▶ _What needs to be done_:
Extract each line of the records below that contains the string "field", treating uppercase and lowercase as different.
__________________________________________________
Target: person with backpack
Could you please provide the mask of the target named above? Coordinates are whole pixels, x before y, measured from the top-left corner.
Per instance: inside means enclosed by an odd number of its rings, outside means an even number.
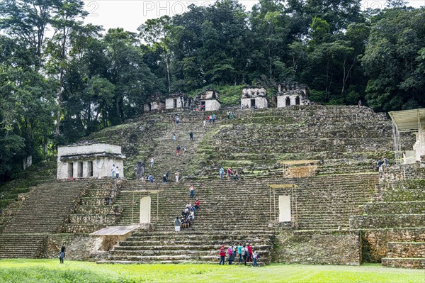
[[[246,261],[250,262],[252,261],[252,248],[249,243],[246,244],[246,249],[248,249],[248,255],[246,255]]]
[[[226,252],[225,251],[225,245],[222,245],[221,248],[219,250],[220,254],[220,263],[219,265],[223,262],[223,265],[225,265],[225,257],[226,257]]]
[[[259,265],[256,262],[258,258],[259,258],[259,254],[255,250],[253,250],[252,251],[252,260],[253,260],[252,267],[255,267],[256,265],[258,266],[259,267],[260,267],[260,265]]]
[[[191,185],[189,193],[191,194],[191,199],[193,199],[193,196],[195,196],[195,188],[193,188],[193,185]]]
[[[244,264],[245,265],[246,265],[246,258],[248,257],[248,249],[246,248],[246,246],[244,245],[242,248],[242,258],[244,259]]]
[[[113,177],[115,177],[115,164],[112,165],[112,168],[110,168],[110,174],[112,176],[112,179],[113,179]]]
[[[64,257],[65,257],[65,245],[62,244],[59,253],[59,262],[64,263]]]
[[[239,263],[241,263],[242,262],[242,249],[244,248],[244,247],[242,247],[242,243],[239,243],[239,245],[237,246],[237,254],[239,256]]]
[[[233,262],[233,250],[232,249],[232,246],[230,246],[227,249],[227,261],[229,261],[229,265],[232,265],[232,262]]]
[[[223,180],[223,175],[225,174],[225,170],[223,169],[223,167],[221,166],[220,167],[220,180]]]

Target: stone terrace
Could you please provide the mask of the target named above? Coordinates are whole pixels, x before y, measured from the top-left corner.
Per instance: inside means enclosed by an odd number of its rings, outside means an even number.
[[[0,235],[0,258],[39,256],[47,235],[60,231],[84,187],[75,182],[33,188]]]
[[[361,229],[373,261],[392,267],[425,268],[425,179],[384,182],[375,200],[350,219]]]

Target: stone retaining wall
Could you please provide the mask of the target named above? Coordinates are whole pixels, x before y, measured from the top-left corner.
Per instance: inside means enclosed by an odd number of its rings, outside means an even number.
[[[356,231],[280,232],[275,236],[272,261],[360,265],[361,246]]]
[[[62,245],[66,247],[65,260],[95,261],[106,252],[99,250],[101,236],[89,234],[49,235],[43,257],[58,258]]]
[[[362,254],[365,262],[380,263],[387,255],[389,242],[425,240],[425,228],[388,228],[361,231]]]

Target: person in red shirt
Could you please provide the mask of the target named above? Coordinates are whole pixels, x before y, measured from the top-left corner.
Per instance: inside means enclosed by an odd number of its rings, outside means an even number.
[[[232,174],[232,172],[233,172],[233,168],[232,168],[232,166],[230,166],[229,168],[227,168],[227,179],[228,180],[230,179],[230,174]]]
[[[220,263],[219,265],[223,262],[223,265],[225,265],[225,257],[226,257],[226,251],[225,250],[225,245],[222,245],[221,248],[219,250],[220,253]]]
[[[248,248],[248,256],[246,257],[246,261],[250,262],[252,261],[252,248],[249,244],[246,244],[246,248]]]

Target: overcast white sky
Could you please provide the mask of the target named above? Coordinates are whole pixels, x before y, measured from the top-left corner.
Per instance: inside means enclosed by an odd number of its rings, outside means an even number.
[[[89,13],[85,22],[103,26],[106,30],[120,27],[135,32],[148,18],[183,13],[191,4],[207,6],[212,3],[212,0],[84,0],[85,9]],[[239,3],[249,10],[258,1],[239,0]],[[365,0],[362,4],[363,9],[382,8],[385,1]],[[410,0],[409,4],[420,7],[425,6],[425,0]]]

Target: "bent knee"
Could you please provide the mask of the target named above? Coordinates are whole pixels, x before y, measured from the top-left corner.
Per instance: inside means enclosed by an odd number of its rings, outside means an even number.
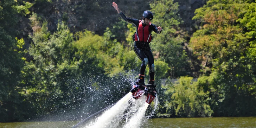
[[[154,64],[152,64],[152,65],[151,65],[151,71],[152,72],[155,72],[155,65]]]

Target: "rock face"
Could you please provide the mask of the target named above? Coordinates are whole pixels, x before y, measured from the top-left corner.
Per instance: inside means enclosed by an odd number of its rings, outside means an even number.
[[[179,13],[184,21],[180,25],[182,29],[188,31],[191,34],[196,30],[195,28],[195,21],[192,20],[194,16],[194,13],[196,9],[202,7],[206,4],[205,0],[174,0],[174,2],[178,2],[179,6]]]

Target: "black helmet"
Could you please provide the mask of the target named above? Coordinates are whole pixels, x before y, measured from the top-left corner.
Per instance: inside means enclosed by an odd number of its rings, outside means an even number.
[[[153,13],[147,10],[145,11],[142,15],[143,16],[143,19],[145,19],[145,18],[150,20],[153,19]]]

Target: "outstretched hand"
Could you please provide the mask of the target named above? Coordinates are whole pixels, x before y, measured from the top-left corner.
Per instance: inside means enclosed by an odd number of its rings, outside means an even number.
[[[118,7],[118,5],[117,5],[117,4],[116,4],[115,2],[112,2],[112,6],[115,8],[115,9],[117,11],[118,13],[120,13],[121,12],[121,11],[120,11],[119,8]]]
[[[156,28],[157,28],[159,32],[160,32],[163,30],[162,29],[161,27],[160,26],[157,27]]]

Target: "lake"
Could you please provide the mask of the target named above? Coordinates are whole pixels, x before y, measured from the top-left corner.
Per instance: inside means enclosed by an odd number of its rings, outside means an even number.
[[[0,123],[0,128],[72,128],[78,121]],[[256,117],[148,120],[142,128],[256,128]]]

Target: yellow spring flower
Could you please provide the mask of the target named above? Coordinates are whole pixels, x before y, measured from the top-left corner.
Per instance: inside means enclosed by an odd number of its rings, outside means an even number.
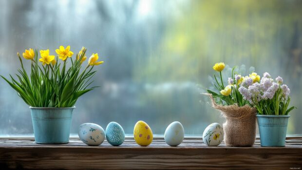
[[[219,138],[219,136],[220,136],[220,134],[219,133],[216,133],[215,134],[214,136],[213,136],[213,139],[215,140],[217,140],[217,139]]]
[[[88,60],[88,63],[89,65],[91,66],[93,65],[97,65],[99,64],[101,64],[104,62],[104,61],[97,61],[98,59],[98,55],[97,55],[97,53],[96,54],[93,54],[92,55],[89,57],[89,60]]]
[[[249,77],[253,80],[253,83],[260,81],[260,76],[257,75],[257,73],[255,72],[253,72],[249,75]]]
[[[74,52],[70,51],[70,46],[68,45],[65,49],[62,45],[60,46],[58,49],[56,50],[56,53],[59,56],[59,58],[65,61],[67,57],[71,57]]]
[[[78,52],[78,55],[76,55],[77,60],[78,60],[79,59],[80,56],[81,56],[82,55],[82,54],[83,54],[83,51],[84,50],[84,47],[83,47],[82,49],[81,49],[81,51],[80,51],[80,52]],[[81,59],[81,61],[80,61],[81,64],[82,64],[83,62],[84,62],[84,61],[86,60],[87,58],[87,57],[86,57],[86,56],[84,56],[83,58],[82,58],[82,59]]]
[[[225,88],[225,89],[220,91],[220,93],[225,96],[228,96],[232,92],[232,86],[230,85],[227,85]]]
[[[39,61],[42,62],[42,64],[49,64],[51,62],[55,59],[55,56],[49,56],[49,50],[40,50],[41,58],[39,59]]]
[[[25,49],[25,52],[22,54],[23,55],[23,57],[26,59],[34,59],[34,57],[35,57],[35,51],[31,48],[30,48],[29,50]]]
[[[214,70],[216,70],[217,72],[221,72],[225,68],[225,63],[223,62],[219,62],[215,64],[214,66],[213,66],[213,69]]]

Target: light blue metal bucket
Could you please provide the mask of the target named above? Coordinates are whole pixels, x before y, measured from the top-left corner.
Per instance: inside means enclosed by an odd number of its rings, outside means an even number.
[[[257,115],[262,146],[285,146],[289,117],[289,115]]]
[[[36,143],[68,143],[73,111],[75,108],[30,107]]]

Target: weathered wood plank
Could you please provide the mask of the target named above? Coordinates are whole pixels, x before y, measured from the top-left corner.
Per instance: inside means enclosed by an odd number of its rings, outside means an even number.
[[[267,169],[302,168],[302,138],[291,137],[285,147],[206,146],[200,138],[188,138],[170,147],[155,138],[148,147],[127,138],[119,147],[105,141],[97,147],[78,138],[61,145],[39,145],[33,138],[0,138],[2,169]]]

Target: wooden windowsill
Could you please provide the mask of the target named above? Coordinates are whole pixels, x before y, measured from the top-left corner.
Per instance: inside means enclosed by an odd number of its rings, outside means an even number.
[[[302,137],[286,139],[285,147],[207,147],[200,138],[186,138],[179,146],[163,138],[140,147],[127,138],[120,146],[105,140],[86,145],[77,138],[61,145],[39,145],[34,138],[0,138],[0,169],[302,169]]]

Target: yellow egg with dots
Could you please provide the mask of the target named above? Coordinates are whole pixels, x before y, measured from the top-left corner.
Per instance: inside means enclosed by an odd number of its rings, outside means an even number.
[[[152,130],[143,121],[140,120],[136,122],[134,126],[133,135],[136,143],[141,146],[147,146],[152,143]]]

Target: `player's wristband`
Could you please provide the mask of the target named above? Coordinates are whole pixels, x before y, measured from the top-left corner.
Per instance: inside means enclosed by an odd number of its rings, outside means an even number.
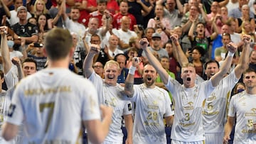
[[[230,57],[233,57],[235,55],[235,52],[231,52],[230,51],[228,51],[228,56],[230,56]]]
[[[129,73],[132,74],[132,75],[134,75],[136,69],[137,69],[136,67],[134,67],[134,66],[132,65],[130,67],[130,68],[129,69]]]

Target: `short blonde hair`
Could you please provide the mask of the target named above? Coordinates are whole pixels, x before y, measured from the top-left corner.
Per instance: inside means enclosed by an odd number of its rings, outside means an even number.
[[[38,4],[39,1],[43,4],[43,14],[46,14],[46,13],[48,13],[48,11],[47,11],[47,9],[46,9],[46,2],[45,2],[43,0],[36,0],[36,1],[35,4],[34,4],[34,6],[33,6],[33,8],[34,8],[34,12],[36,11],[36,9],[36,9],[36,5],[37,5],[37,4]],[[36,15],[35,15],[35,16],[36,16]]]
[[[106,64],[104,66],[104,70],[107,69],[107,67],[108,67],[110,65],[114,65],[117,66],[117,70],[120,70],[120,67],[119,65],[119,63],[114,60],[109,60],[106,62]]]

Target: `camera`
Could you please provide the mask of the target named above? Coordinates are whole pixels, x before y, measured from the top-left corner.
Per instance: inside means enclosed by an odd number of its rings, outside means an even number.
[[[43,46],[43,43],[34,43],[34,47],[36,48],[42,48]]]

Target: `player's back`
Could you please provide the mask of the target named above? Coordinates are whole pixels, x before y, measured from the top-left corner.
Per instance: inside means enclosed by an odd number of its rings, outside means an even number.
[[[26,77],[17,94],[14,104],[24,115],[14,111],[9,119],[24,117],[23,143],[81,143],[82,121],[100,119],[92,84],[68,69],[43,70]]]

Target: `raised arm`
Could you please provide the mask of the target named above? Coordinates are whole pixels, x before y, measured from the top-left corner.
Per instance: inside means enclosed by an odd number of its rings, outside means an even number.
[[[172,40],[172,46],[174,57],[178,60],[178,62],[181,66],[188,63],[188,57],[186,56],[185,53],[182,50],[181,46],[178,43],[178,36],[176,34],[174,34],[171,36],[171,40]]]
[[[129,73],[127,77],[125,79],[124,93],[128,96],[128,97],[132,97],[134,94],[134,90],[133,88],[134,83],[134,74],[136,68],[139,67],[139,58],[137,57],[134,57],[132,58],[132,64],[129,69]]]
[[[189,28],[188,36],[190,40],[193,40],[193,31],[196,27],[196,21],[192,21],[192,25]]]
[[[8,31],[8,28],[6,26],[0,27],[1,31],[1,53],[3,59],[3,66],[4,66],[4,73],[7,74],[7,72],[11,68],[11,62],[10,60],[10,52],[7,45],[7,36],[6,33],[4,31]]]
[[[92,63],[93,57],[95,54],[100,52],[100,45],[92,44],[89,53],[86,55],[85,61],[83,62],[82,68],[85,72],[85,76],[89,78],[93,72]]]
[[[178,12],[179,12],[179,15],[180,16],[183,16],[183,7],[181,3],[181,1],[180,0],[176,0],[176,6],[177,6],[177,8],[178,8]]]
[[[223,138],[223,143],[228,143],[228,140],[230,140],[230,135],[232,131],[232,128],[234,126],[235,123],[235,117],[228,116],[227,123],[225,125],[224,128],[224,138]]]
[[[125,143],[129,144],[132,143],[132,128],[133,128],[133,121],[132,115],[128,114],[124,116],[125,128],[127,130],[127,138],[125,140]]]
[[[146,38],[142,38],[139,40],[139,44],[144,51],[146,56],[147,57],[149,62],[156,70],[156,72],[159,74],[161,79],[164,84],[167,84],[169,74],[161,66],[160,62],[154,56],[151,52],[147,48],[149,45],[149,41]]]
[[[6,16],[8,17],[8,18],[11,18],[11,13],[9,9],[8,9],[8,7],[6,6],[6,5],[4,4],[4,2],[3,1],[3,0],[0,0],[0,4],[3,6],[4,8],[4,11],[6,14]],[[1,23],[1,21],[0,21],[0,23]]]
[[[228,56],[225,59],[223,65],[220,67],[220,70],[210,78],[213,87],[216,87],[220,81],[227,74],[230,67],[235,52],[238,50],[238,45],[230,42],[227,45],[227,48],[228,50]]]
[[[235,74],[238,79],[241,77],[242,72],[249,67],[250,35],[243,35],[242,36],[242,41],[244,43],[242,51],[240,57],[239,57],[238,64],[235,67]]]
[[[105,26],[102,26],[102,31],[101,31],[101,35],[102,37],[105,36],[106,35],[106,33],[107,32],[109,31],[110,29],[110,21],[112,21],[112,18],[110,16],[110,12],[107,10],[105,10],[104,11],[104,14],[105,15],[105,18],[106,18],[106,20],[105,20]]]
[[[211,40],[215,39],[216,37],[218,36],[218,34],[219,33],[215,21],[216,21],[216,17],[214,18],[213,21],[212,22],[213,33],[210,35]]]

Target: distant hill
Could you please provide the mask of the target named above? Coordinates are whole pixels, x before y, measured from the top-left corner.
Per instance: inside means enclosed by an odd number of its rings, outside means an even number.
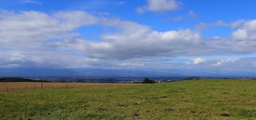
[[[35,80],[32,79],[23,78],[22,77],[0,77],[0,82],[48,82],[46,80]]]

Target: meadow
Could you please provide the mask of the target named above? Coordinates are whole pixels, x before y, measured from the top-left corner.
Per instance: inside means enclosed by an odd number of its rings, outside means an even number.
[[[128,85],[139,84],[129,83],[10,82],[0,82],[0,92]]]
[[[0,119],[256,119],[256,81],[0,92]]]

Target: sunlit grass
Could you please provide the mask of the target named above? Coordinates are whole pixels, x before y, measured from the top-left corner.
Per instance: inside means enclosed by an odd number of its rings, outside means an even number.
[[[0,92],[0,118],[256,119],[256,81]]]

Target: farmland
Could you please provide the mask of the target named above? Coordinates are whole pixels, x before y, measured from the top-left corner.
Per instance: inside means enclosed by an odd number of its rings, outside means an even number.
[[[0,119],[255,119],[256,81],[0,92]]]
[[[0,92],[128,85],[139,84],[127,83],[76,83],[36,82],[0,82]]]

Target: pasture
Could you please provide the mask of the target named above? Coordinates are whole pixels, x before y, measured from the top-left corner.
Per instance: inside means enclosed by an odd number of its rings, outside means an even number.
[[[256,119],[255,80],[1,92],[0,96],[0,119]]]
[[[0,92],[128,85],[138,84],[127,83],[76,83],[36,82],[0,82]]]

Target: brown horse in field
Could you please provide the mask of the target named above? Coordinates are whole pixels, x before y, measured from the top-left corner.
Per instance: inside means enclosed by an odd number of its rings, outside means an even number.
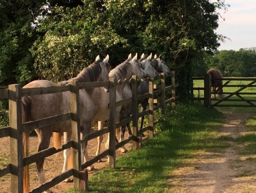
[[[222,79],[223,78],[221,72],[220,70],[212,68],[208,70],[207,74],[211,75],[212,92],[214,93],[215,99],[216,99],[216,93],[218,93],[221,98],[222,92],[223,92],[222,90],[222,80],[216,80],[216,79]]]

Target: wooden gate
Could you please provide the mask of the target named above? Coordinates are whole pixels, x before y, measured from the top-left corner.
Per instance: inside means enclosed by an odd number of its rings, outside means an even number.
[[[202,80],[203,87],[193,88],[192,101],[203,100],[204,105],[209,107],[256,107],[256,78],[223,78],[222,80],[223,95],[216,94],[216,98],[211,92],[211,76],[206,74],[204,77],[193,78],[193,80]],[[198,94],[202,90],[203,97]],[[212,97],[213,96],[213,97]]]

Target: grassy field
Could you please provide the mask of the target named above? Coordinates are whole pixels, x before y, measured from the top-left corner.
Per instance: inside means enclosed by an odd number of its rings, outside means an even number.
[[[226,80],[223,81],[223,85],[225,84],[225,83],[227,82]],[[226,96],[227,96],[228,95],[228,93],[225,93],[227,92],[234,92],[238,90],[239,89],[241,89],[242,87],[242,85],[246,85],[248,84],[249,84],[251,82],[251,81],[236,81],[236,80],[232,80],[227,85],[236,85],[236,86],[233,86],[233,87],[224,87],[223,88],[223,92],[224,94]],[[201,87],[203,88],[204,87],[204,82],[203,80],[194,80],[194,88],[198,88],[198,87]],[[241,86],[239,86],[241,85]],[[256,85],[256,84],[253,84],[253,85]],[[243,90],[242,90],[241,92],[246,92],[248,93],[248,94],[240,94],[241,96],[243,97],[244,99],[246,99],[246,100],[256,100],[256,94],[254,94],[253,93],[256,93],[256,87],[248,87]],[[250,94],[250,93],[251,93],[251,94]],[[199,93],[198,90],[194,90],[194,97],[195,98],[198,98],[198,95],[199,95],[200,97],[203,98],[204,93],[203,90],[200,90],[200,93]],[[241,99],[234,95],[230,98],[229,98],[229,99]],[[216,101],[212,101],[212,104],[214,104],[216,103]],[[203,101],[202,101],[201,103],[203,103]],[[256,102],[253,102],[253,104],[256,105]],[[221,103],[221,104],[223,105],[248,105],[248,104],[245,102],[233,102],[233,101],[225,101]],[[230,107],[228,107],[225,108],[225,109],[228,110],[230,109]],[[232,108],[231,108],[232,109]],[[239,108],[237,108],[237,110],[240,111],[240,110],[244,110],[244,108],[242,108],[241,109],[239,110]],[[251,112],[253,112],[254,110],[253,108],[249,108],[248,110],[250,111]]]
[[[144,141],[141,149],[118,157],[116,168],[106,168],[90,178],[90,192],[169,192],[167,179],[170,172],[193,158],[195,152],[221,152],[229,147],[227,141],[233,140],[217,135],[215,128],[222,125],[223,119],[216,109],[178,104],[167,112],[165,116],[158,114],[154,138]]]

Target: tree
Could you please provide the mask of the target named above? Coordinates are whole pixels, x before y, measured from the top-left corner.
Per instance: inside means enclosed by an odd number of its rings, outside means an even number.
[[[14,22],[19,20],[15,17],[17,9],[12,20],[15,29],[26,29],[24,37],[15,36],[16,41],[26,40],[26,43],[13,42],[8,49],[16,53],[17,47],[26,53],[14,62],[10,55],[3,55],[15,66],[12,69],[22,72],[20,81],[28,80],[34,71],[55,82],[70,78],[98,54],[109,54],[110,62],[115,67],[131,53],[153,53],[161,54],[176,70],[180,85],[177,93],[184,98],[190,96],[192,68],[197,61],[203,61],[204,52],[210,53],[220,45],[220,36],[214,31],[218,26],[218,10],[226,7],[224,0],[27,2],[25,7],[23,1],[12,5],[26,8],[24,15],[18,17],[23,19]],[[4,9],[9,5],[6,3],[1,6]],[[4,35],[6,31],[3,32]],[[9,65],[4,64],[2,69],[6,71]]]

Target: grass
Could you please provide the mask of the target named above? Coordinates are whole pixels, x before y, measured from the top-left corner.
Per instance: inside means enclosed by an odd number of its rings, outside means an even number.
[[[179,104],[164,116],[156,113],[158,132],[141,149],[117,158],[115,169],[105,168],[89,179],[92,192],[165,192],[170,172],[195,157],[199,151],[219,152],[229,147],[230,137],[220,137],[215,128],[222,114],[202,105]],[[82,192],[71,189],[67,192]]]
[[[226,81],[223,81],[223,84]],[[231,81],[229,82],[227,85],[246,85],[250,83],[251,81]],[[196,80],[194,82],[194,87],[204,87],[203,80]],[[255,84],[253,84],[255,86]],[[241,86],[236,86],[236,87],[224,87],[223,88],[224,92],[234,92],[238,90],[238,89],[242,88]],[[248,100],[256,100],[256,95],[253,94],[253,93],[256,92],[256,87],[249,87],[245,88],[245,89],[241,91],[242,92],[251,93],[252,94],[240,94],[245,99]],[[197,98],[198,95],[198,91],[197,90],[194,90],[194,94],[195,98]],[[204,97],[204,91],[200,90],[200,97]],[[233,95],[231,96],[229,99],[241,99],[237,95]],[[203,103],[203,102],[202,102]],[[212,104],[215,103],[215,101],[212,101]],[[256,105],[255,102],[252,102],[254,105]],[[225,101],[221,103],[222,105],[248,105],[248,104],[245,102],[233,102],[233,101]],[[246,108],[230,108],[230,107],[222,107],[225,110],[231,110],[231,111],[238,111],[239,112],[253,112],[254,109],[251,108],[248,108],[248,109],[246,109]]]

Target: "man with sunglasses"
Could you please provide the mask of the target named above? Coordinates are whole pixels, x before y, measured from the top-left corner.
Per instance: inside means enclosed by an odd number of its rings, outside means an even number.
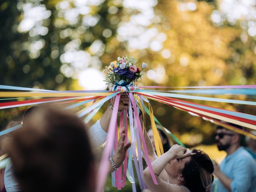
[[[242,129],[239,126],[226,123]],[[251,155],[241,146],[242,136],[221,126],[215,135],[218,148],[224,150],[227,156],[220,166],[216,162],[214,173],[218,178],[218,192],[256,192],[256,164]]]

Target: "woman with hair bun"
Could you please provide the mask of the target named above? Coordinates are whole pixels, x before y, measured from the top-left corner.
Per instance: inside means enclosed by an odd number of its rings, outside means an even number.
[[[154,192],[205,192],[213,181],[213,164],[209,156],[200,150],[190,150],[174,145],[158,157],[147,134],[145,136],[154,172],[154,184],[148,167],[143,172],[148,187]]]

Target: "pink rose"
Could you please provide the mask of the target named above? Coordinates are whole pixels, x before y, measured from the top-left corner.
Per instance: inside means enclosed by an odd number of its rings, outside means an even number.
[[[130,71],[133,73],[135,73],[136,72],[137,72],[137,68],[134,65],[132,65],[132,66],[130,67],[129,69]]]

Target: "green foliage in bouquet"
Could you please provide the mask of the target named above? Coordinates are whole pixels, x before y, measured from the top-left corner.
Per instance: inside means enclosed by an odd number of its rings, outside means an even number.
[[[112,86],[116,84],[120,85],[119,83],[121,82],[123,85],[127,85],[138,81],[142,75],[140,73],[141,71],[147,64],[142,63],[140,69],[137,67],[136,62],[136,60],[130,56],[118,57],[117,61],[111,62],[110,66],[106,67],[103,70],[106,76],[104,81]]]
__________________________________________________
▶ _Response to the exercise_:
Target: brown horse in field
Target: grassy field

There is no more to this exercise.